───── Extract to read

# any tattoos?



## Cush

I'm probably going to be getting my first tattoo sometime in the next couple months. I've attached a pretty terrible version of what it'll be like but it's as good as i could do in photoshop. the design that i did by hand was a lot clearer and better. so do you guys have any tattoos? any interesting stories about what they mean and where they came from? post pictures of rediculous tattoos as well.

Post edited by: Cush, at: 2007/01/29 07:00

Post edited by: Cush, at: 2007/01/29 07:01


----------



## rachelgrace

i dont see the attachment...
i have a huge tattoo of the lady of guadalupe on my arm [i guess a half sleeve], some primitive homemade tattoos on my ribs, and some birds on the inside of my arms.
the lady of guadalupe is because i collect massive amounts of religious statues, art, candles, whatever. and since it's all stored away because i can't carry it with me, i wanted something that is a no-brainer - it's always with me. the primitive crap on my ribs is for my platonic soulmate, so i could always have part of her with me. and i'm about to get 'love will tear us apart' for my friend from milwaukee. 
your body is a storage place for memories because you can't always carry the things you want with you.
i really want to see your idea!


----------



## picklehop

yeah i have a lot, i do tattoos also i guess thats why i got so many. i have love and hate on my knuckles, a rose on my hand that says hearts in it for the seattle band Exploding Hearts who died in a car wreck. i have a spade under my right eye, from motorhead i guess, i have sparrows on my chest, my last name above my belly button, i have a dead bear on my right arm next to an indian pin up girl cuz im a quarter indian. i got a choking victim tattoo on my leg, river city rebels tattoo on my left arm they're close friends of mine, i have mid west tattooed on my left shoulder it was my first tattoo. i have a soft spot for the midwest and where i grew up. i also have a spiderweb on my left elbow signifying me getting caught into the tattooing craft. i have some more pointless shit on my legs and soon im gonna get a pentegram with a goat inside it and also doing some tribal work on my hand next to my rose to cap the thumb off.


----------



## redbiggs

first one is the word for "one" in kanji
my whole band got it
we were called "one"--shocker
(a phoenix band)

then i have the word crafted with an anchor
a nine pointed star with an arabic symbol in the middle
three words in kanji on my spine
a scarab on my spine
a celtic-like tribal tramp stamp
nautical star on my neck
sailor jerry skull in a butterfly on my neck
skulls and spirals on my wrist

wow. i never realized how many i have.

Post edited by: redbiggs, at: 2007/02/01 14:09


----------



## danvan

whats peoples experience with DIY tatts ?

i really really like the way alot of them look but then again i have seen some that look terrible 

is it dirty feet who has one in her gallery ??
cos i really dig that one


----------



## Cush

as far as DIY tats go i've seen some that look great. I've seen some that look absolutly terrible. The guy that will probably end up doing mine is all DIY but he's been doing them for years and uses a homemade gun. also, if you're interested in making a gun that works really well

[ame="http://www.metacafe.com/watch/372595/tattoo_gun_homemade_in_5_minutes/"]http://www.metacafe.com/watch/372595/ta ... 5_minutes/[/ame]

there's a link to really really good directions to make a decent gun. and also, my tattoo is going to be of this







it'll be the one in the bottom right corner. I'll make it so the loop faces down my forearm towards my hand. Turns out i might be getting it sometime before the end of february.

──────────
───── Record extracts

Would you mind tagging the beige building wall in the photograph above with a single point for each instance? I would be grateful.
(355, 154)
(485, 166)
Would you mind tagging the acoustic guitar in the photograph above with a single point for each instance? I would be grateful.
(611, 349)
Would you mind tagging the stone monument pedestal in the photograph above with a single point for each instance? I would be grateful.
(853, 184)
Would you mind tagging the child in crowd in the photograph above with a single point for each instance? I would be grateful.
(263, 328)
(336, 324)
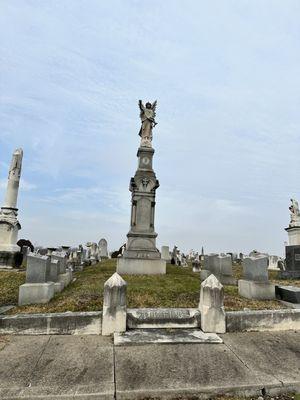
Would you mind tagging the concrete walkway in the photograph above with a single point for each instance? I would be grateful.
(90, 367)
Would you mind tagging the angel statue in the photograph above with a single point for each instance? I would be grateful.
(295, 213)
(147, 116)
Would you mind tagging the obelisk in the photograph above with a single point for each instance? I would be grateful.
(9, 224)
(141, 255)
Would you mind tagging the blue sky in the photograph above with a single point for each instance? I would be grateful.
(226, 76)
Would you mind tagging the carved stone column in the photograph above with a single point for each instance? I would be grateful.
(141, 255)
(10, 255)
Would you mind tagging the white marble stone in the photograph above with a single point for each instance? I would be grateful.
(9, 224)
(165, 254)
(35, 293)
(133, 266)
(256, 290)
(211, 306)
(114, 305)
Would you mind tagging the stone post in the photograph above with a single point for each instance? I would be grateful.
(211, 306)
(114, 305)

──────────

To be done:
(a) In the thread about tattoos, list each tattoo that redbiggs says is on the spine or the neck.
(b) According to the thread about tattoos, what was picklehop's first tattoo, and where is it?
(c) Carry on the thread about tattoos from its last post.

Results by task:
(a)
- Three words in kanji (spine)
- A scarab (spine)
- A nautical star (neck)
- A sailor jerry skull in a butterfly (neck)

(b) Picklehop's first tattoo was "mid west," on the left shoulder.

(c)
----------



## scottlikesapples

I have a dotted line across my ankle with two little scissors that go along it.
its homemade and hasnt faded a bit in the few years i've had it...mostly because its so basic. but whatever. I want more


----------



## danvan

wow that gun is pretty cool indeed
but it doesn't say anything about disinfecting 
and everywhere else seems to think its pretty important

would you just boil the guitar string first or something?


----------



## mike

*danvan wrote:*


> wow that gun is pretty cool indeed
> but it doesn't say anything about disinfecting
> and everywhere else seems to think its pretty important
> 
> would you just boil the guitar string first or something?



I would be interested in this aswell cause ive heard to use bleech ,alcohol,or just burn the needles etc. to disinfect them.


----------



## Cush

I'd say that you'd have to dip it in alcohal or bleach to disinfect the needle. If you were try to disinfect with a lighter you'd burn and melt the tip of the pencil. that would render the gun useless.


----------



## Poking Victim

I have the Crimson Ghost skull on my right hip. I'll probably get a Jolly Roger on my left hip next.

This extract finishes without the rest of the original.